---------- Data

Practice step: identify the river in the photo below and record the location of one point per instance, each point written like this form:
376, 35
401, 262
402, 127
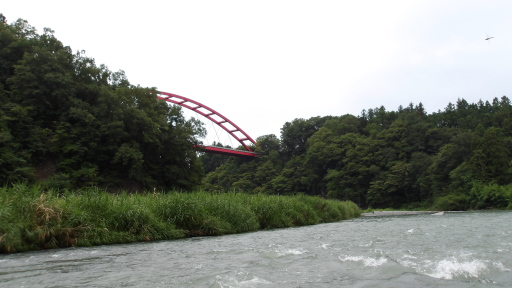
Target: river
466, 249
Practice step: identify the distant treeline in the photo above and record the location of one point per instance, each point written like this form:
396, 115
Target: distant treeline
66, 122
459, 158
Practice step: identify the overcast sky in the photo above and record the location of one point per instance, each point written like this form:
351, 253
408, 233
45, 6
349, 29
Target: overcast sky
263, 63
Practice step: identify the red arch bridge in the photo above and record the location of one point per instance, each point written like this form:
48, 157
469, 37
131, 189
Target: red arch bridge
217, 118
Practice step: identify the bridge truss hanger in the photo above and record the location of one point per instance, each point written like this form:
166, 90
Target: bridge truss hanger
217, 118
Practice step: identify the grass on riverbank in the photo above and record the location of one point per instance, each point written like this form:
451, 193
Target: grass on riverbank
32, 219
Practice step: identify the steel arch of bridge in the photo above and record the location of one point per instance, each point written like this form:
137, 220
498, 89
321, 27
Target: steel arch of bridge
217, 118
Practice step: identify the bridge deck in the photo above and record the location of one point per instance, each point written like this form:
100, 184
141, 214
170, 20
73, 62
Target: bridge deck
225, 151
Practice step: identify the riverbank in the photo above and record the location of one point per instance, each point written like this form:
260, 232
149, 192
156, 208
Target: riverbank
33, 219
398, 213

--------------------

Format all of the data above as a numbered list with one line per number, skipping blank lines. Omit the picture from your answer.

**Reply:**
1. Practice step: identify the river in the photo below and record the location of one point per instance, each point written like this form:
2. 376, 35
3. 401, 262
4. 402, 127
5. Target: river
6. 466, 249
7. Practice step: identify the distant treeline in the photo above and record the location of one point per instance, each point written like this form:
8. 396, 115
9. Target: distant treeline
10. 66, 122
11. 459, 158
12. Practice step: identify the overcast sky in the photo above and record the location of one point per instance, each point written like this form:
13. 351, 253
14. 408, 233
15. 45, 6
16. 349, 29
17. Target: overcast sky
18. 263, 63
19. Practice step: identify the red arch bridge in the photo above and record the location of one point per instance, each point written like this form:
20. 48, 157
21. 469, 37
22. 131, 189
23. Target: red arch bridge
24. 217, 118
25. Practice step: identify the bridge truss hanger in the photo above and record the location of one point per instance, each point written like this form:
26. 166, 90
27. Target: bridge truss hanger
28. 217, 118
29. Practice step: identify the grass on riverbank in the photo above and record the location of one point per instance, each point written like this form:
30. 451, 193
31. Target: grass on riverbank
32. 32, 219
33. Practice step: identify the steel arch of bridge in the photo above and record the location of one point per instance, each point written like this form:
34. 137, 220
35. 498, 89
36. 321, 27
37. Target: steel arch of bridge
38. 217, 118
39. Practice step: identify the bridge deck in the photo above and record the location of one point per instance, each point written like this form:
40. 100, 184
41. 141, 214
42. 170, 20
43. 73, 62
44. Target: bridge deck
45. 225, 151
46. Practice step: identify the riverbank in the photo above and record the location of one point per instance, each point written like this form:
47. 260, 232
48. 149, 192
49. 156, 208
50. Target: riverbank
51. 33, 219
52. 398, 213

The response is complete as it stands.